● What is required:
Write out every line of the data below exactly as given.

——

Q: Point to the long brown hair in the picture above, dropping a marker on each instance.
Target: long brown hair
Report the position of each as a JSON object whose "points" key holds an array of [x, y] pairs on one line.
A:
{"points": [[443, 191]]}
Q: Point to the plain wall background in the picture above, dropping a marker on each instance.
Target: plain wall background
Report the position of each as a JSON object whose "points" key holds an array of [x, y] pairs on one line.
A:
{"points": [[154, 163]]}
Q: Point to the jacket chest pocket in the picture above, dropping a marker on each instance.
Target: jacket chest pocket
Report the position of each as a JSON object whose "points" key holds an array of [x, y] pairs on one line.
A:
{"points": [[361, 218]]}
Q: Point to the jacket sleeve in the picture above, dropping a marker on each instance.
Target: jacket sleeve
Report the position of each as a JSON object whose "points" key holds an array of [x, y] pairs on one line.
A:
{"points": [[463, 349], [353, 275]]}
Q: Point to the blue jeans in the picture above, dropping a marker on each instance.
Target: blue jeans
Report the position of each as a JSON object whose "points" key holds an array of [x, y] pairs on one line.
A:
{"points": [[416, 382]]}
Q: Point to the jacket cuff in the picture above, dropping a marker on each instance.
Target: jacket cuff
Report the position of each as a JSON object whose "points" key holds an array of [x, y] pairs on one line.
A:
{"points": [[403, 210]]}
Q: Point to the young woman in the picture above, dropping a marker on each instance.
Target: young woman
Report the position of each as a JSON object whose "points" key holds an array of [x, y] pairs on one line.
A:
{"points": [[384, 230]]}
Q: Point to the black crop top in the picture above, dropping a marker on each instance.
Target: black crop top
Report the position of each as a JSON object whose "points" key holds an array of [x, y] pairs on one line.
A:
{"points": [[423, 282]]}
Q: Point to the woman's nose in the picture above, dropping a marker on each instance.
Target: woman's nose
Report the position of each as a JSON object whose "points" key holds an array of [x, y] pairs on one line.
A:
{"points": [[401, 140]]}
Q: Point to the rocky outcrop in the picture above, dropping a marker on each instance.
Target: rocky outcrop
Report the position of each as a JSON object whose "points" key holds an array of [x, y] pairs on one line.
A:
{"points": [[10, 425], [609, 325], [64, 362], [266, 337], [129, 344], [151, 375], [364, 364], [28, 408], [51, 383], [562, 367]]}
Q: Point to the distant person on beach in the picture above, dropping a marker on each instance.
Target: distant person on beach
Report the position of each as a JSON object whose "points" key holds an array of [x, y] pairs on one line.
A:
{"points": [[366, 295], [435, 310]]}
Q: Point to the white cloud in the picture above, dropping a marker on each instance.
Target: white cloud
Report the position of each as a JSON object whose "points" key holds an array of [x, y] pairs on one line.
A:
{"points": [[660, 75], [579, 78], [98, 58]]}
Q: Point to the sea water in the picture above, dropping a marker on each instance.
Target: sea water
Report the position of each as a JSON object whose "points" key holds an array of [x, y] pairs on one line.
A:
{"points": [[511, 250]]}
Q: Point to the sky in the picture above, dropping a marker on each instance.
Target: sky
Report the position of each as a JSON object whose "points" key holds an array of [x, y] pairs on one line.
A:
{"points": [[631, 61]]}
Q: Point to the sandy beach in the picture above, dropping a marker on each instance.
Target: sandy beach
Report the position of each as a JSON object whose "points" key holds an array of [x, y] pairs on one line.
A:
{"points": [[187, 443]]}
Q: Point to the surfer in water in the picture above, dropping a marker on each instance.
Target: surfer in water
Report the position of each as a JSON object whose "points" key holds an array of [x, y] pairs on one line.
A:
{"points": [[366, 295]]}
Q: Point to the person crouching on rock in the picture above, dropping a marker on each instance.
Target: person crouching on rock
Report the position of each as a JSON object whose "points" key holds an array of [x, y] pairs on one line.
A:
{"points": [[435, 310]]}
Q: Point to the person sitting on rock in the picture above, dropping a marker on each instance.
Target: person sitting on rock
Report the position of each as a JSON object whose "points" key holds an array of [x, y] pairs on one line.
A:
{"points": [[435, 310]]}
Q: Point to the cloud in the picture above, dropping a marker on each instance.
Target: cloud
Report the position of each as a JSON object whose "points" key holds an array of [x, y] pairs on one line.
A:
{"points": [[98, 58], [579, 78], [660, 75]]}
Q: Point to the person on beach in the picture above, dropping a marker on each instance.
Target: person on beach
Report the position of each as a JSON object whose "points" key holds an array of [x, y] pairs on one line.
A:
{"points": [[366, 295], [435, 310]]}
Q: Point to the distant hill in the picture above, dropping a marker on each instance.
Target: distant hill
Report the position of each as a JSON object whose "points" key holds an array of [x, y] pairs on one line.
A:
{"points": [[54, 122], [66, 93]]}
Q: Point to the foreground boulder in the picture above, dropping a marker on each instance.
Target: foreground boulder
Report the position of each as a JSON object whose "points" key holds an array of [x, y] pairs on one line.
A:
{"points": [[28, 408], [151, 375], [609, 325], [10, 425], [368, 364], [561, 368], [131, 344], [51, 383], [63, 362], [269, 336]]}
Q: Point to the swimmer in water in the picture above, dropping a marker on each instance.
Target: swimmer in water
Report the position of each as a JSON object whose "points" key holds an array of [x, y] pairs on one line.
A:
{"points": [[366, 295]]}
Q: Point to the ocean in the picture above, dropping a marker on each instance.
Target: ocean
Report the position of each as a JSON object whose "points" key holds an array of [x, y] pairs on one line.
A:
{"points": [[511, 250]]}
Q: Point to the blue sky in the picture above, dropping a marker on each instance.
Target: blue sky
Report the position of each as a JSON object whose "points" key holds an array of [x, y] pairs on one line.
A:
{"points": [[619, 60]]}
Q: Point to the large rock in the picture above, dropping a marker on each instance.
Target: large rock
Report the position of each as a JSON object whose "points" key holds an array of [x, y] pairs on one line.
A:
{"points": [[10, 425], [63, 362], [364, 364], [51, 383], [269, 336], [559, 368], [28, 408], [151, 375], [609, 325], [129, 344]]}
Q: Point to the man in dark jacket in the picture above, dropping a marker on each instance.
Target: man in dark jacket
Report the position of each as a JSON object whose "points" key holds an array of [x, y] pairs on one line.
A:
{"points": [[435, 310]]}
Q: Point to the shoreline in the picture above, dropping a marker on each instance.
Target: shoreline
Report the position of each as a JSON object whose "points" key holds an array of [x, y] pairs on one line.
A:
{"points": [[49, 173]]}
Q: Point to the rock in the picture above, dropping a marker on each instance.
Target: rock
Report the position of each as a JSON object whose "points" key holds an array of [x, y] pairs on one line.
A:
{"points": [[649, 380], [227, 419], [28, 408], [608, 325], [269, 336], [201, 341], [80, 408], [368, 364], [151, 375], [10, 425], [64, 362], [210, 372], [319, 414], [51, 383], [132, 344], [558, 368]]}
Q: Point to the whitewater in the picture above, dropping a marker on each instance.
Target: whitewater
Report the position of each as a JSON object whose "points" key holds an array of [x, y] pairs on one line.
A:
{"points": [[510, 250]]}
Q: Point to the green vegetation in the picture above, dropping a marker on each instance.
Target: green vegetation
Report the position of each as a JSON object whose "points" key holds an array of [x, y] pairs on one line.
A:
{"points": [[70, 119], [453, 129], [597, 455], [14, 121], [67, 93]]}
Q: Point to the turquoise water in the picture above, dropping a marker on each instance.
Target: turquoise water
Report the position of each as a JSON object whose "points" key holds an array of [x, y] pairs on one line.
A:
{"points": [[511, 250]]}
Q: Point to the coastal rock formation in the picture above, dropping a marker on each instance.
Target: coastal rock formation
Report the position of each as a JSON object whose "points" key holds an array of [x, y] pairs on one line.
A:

——

● Your solution:
Q: Point to the long brown hair in the picture above, dropping a marker on each instance.
Target: long brown hair
Report the position of each as a JSON object whose "points" key holds an array of [x, y] pairs on one line.
A:
{"points": [[443, 191]]}
Q: Point to the plain wall background in the picture above, dropping a marker on each instance.
Target: plain wall background
Report the position of each as a JSON object whose "points" key holds an array of [x, y] pairs on one line.
A:
{"points": [[154, 163]]}
Q: Point to the jacket chest pocket in the picture above, dropping a marker on each instance.
Target: jacket chest pocket
Report the position of each as a JSON object whose "points" key holds an array of [x, y] pairs on one line.
A:
{"points": [[361, 218]]}
Q: Point to the jacket sleeve in the picture above, dropping a marker on each instance.
Target: jacket sleeve
Report the position of each as a JSON object whose "points" key holds an array of [x, y] pairs on one line.
A:
{"points": [[463, 349], [353, 275]]}
Q: Point to the blue jeans in the picture above, dropping a marker on each instance.
Target: blue jeans
Report the position of each as a JSON object whose "points" key holds an array of [x, y] pairs on one line.
A:
{"points": [[416, 382]]}
Q: Point to the jacket cuff in the picture above, dropping a marker on each instance.
Target: jacket cuff
Report the position of each as a JSON object whose "points" key holds an array of [x, y] pairs on one line.
A:
{"points": [[403, 210]]}
Q: Point to the young woman in the picture above, dropping a marker on each instance.
Target: young woman
Report the position of each as a JSON object whose "points" key holds an array of [x, y] pairs on one line.
A:
{"points": [[384, 230]]}
Q: Point to the black crop top in the picture above, dropping a marker on each instance.
Target: black crop top
Report the position of each as a JSON object whose "points" key holds an array of [x, y] pairs on one line.
A:
{"points": [[423, 282]]}
Q: Point to the woman's nose in the picture above, dropping a marker on each instance.
Target: woman's nose
Report the position of each as a JSON object whose "points" key holds an array of [x, y] pairs on one line.
A:
{"points": [[401, 140]]}
Q: Point to the rocky outcrop in the picture above, dropping a marker on each instance.
Target: rocky outcrop
Report the position of each as a JSON object whose "points" key holds an array of [x, y] pairs on one line.
A:
{"points": [[10, 425], [609, 325], [64, 362], [266, 337], [129, 344], [151, 375], [364, 364], [28, 408], [51, 383], [562, 367]]}
Q: Point to the distant person on beach in the picture above, dropping a marker on each instance.
Target: distant person on beach
Report the position of each as a JSON object whose "points" key holds an array of [x, y] pairs on one line.
A:
{"points": [[366, 295], [435, 310]]}
Q: Point to the white cloud in the picture above, dropping a marker on each instance.
Target: white cloud
Report the position of each as a JSON object whose "points" key holds an array of [x, y] pairs on one line.
A:
{"points": [[660, 75], [579, 78], [98, 58]]}
Q: Point to the sea water in the picture above, dropping a marker on each instance.
Target: sea water
Report the position of each as a JSON object whose "points" key holds an array of [x, y] pairs on one line.
A:
{"points": [[511, 250]]}
Q: Point to the sky in the picture above, dropping a marker on each instance.
Target: sky
Report the position of each as a JSON object whose "points" key holds an array of [x, y] pairs on one line.
A:
{"points": [[631, 61]]}
Q: Point to the sandy beach in the picture above, dropping a marker on each instance.
Target: sandy beach
Report the position of each as a JSON object whose "points" key holds an array of [x, y] pairs on one line.
A:
{"points": [[187, 443]]}
Q: Point to the surfer in water in the picture above, dropping a marker on each instance.
Target: surfer in water
Report the position of each as a JSON object whose "points" key holds an array of [x, y] pairs on one line.
A:
{"points": [[366, 295]]}
Q: Point to the person crouching on rock in the picture above, dropping a marker on each instance.
Target: person crouching on rock
Report the position of each as a JSON object whose "points" key holds an array of [x, y] pairs on one line.
A:
{"points": [[435, 310]]}
Q: Point to the person sitting on rock in the picture above, dropping a marker on each instance.
Target: person sitting on rock
Report the position of each as a JSON object whose "points" key holds an array of [x, y] pairs on one line.
A:
{"points": [[435, 310]]}
Q: Point to the cloud in the picture above, dropping a marker on each instance.
Target: cloud
Report the position of each as a JSON object whose "points" key holds an array of [x, y] pairs on one line.
A:
{"points": [[98, 58], [579, 78], [660, 75]]}
Q: Point to the person on beach in the picture above, dropping a marker on each instance.
Target: person on beach
Report the position of each as a JSON object whose "points" key holds an array of [x, y] pairs on one line.
A:
{"points": [[366, 295], [435, 310]]}
Q: Point to the distant hill in the picture above, dropping a marker on each instance.
Target: distant hill
Report the position of each as a JSON object whose "points" key holds an array of [x, y] pairs on one line.
A:
{"points": [[54, 122], [66, 93]]}
Q: Point to the foreground boulder in the picture above, dropping a marker on each instance.
Target: foreground boulder
Report the position of each as a JSON object whose "points" key holds an array of [x, y] pairs on one line.
A:
{"points": [[28, 408], [151, 375], [609, 325], [10, 425], [368, 364], [561, 368], [131, 344], [51, 383], [63, 362], [269, 336]]}
Q: Point to the swimmer in water in the picture above, dropping a marker on each instance.
Target: swimmer in water
Report the position of each as a JSON object whose "points" key holds an array of [x, y] pairs on one line.
A:
{"points": [[366, 295]]}
Q: Point to the ocean in the picture above, dropping a marker on each instance.
Target: ocean
Report the position of each as a JSON object whose "points" key holds an array of [x, y] pairs on one line.
A:
{"points": [[511, 250]]}
Q: Point to the blue sky in the picture above, dropping a marker on each instance.
Target: blue sky
Report the position of each as a JSON object whose "points" key holds an array of [x, y] pairs on one line.
A:
{"points": [[619, 60]]}
Q: Point to the large rock in the picture above, dropping a marker on each instance.
Target: large rock
Report the position of each as a JSON object whose "points" key holds an array of [x, y] pairs on one line.
A:
{"points": [[10, 425], [63, 362], [364, 364], [51, 383], [269, 336], [559, 368], [28, 408], [151, 375], [609, 325], [129, 344]]}
Q: Point to the man in dark jacket in the picture above, dropping a marker on each instance.
Target: man in dark jacket
Report the position of each as a JSON object whose "points" key holds an array of [x, y] pairs on one line.
A:
{"points": [[435, 310]]}
Q: Point to the shoreline in the picture above, dropping a marker on each instance.
Target: shoreline
Report the position of each as a JSON object whose "points" key holds an array of [x, y] pairs on one line.
A:
{"points": [[49, 173]]}
Q: Point to the rock in the picture above, dropping a marker on each instance.
Target: rock
Report the position of each as a JSON object whose "points" key holds an array of [x, y] pairs on one line.
A:
{"points": [[649, 380], [227, 419], [28, 408], [608, 325], [269, 336], [201, 341], [80, 408], [368, 364], [151, 375], [10, 425], [64, 362], [210, 372], [319, 414], [51, 383], [132, 344], [558, 368]]}
Q: Point to the whitewater in the picture above, dropping a marker on each instance.
Target: whitewater
Report the position of each as a JSON object whose "points" key holds an array of [x, y] pairs on one line.
A:
{"points": [[510, 250]]}
Q: Point to the green vegetation in the picture above, dropping a marker on each instance.
Target: green vegetation
Report the position of each as a JSON object whose "points" key holds an array of [x, y] pairs on one line.
A:
{"points": [[70, 119], [453, 129], [597, 455], [14, 121], [67, 93]]}
Q: Point to the turquoise water in the picture above, dropping a marker on each instance.
Target: turquoise water
Report the position of each as a JSON object whose "points" key holds an array of [x, y] pairs on one line.
A:
{"points": [[511, 250]]}
Q: Point to the coastal rock formation in the picture above, dropping a marker on each instance.
Target: coastal rock formation
Report the position of each as a JSON object whose "points" key holds an array of [x, y] pairs on one line.
A:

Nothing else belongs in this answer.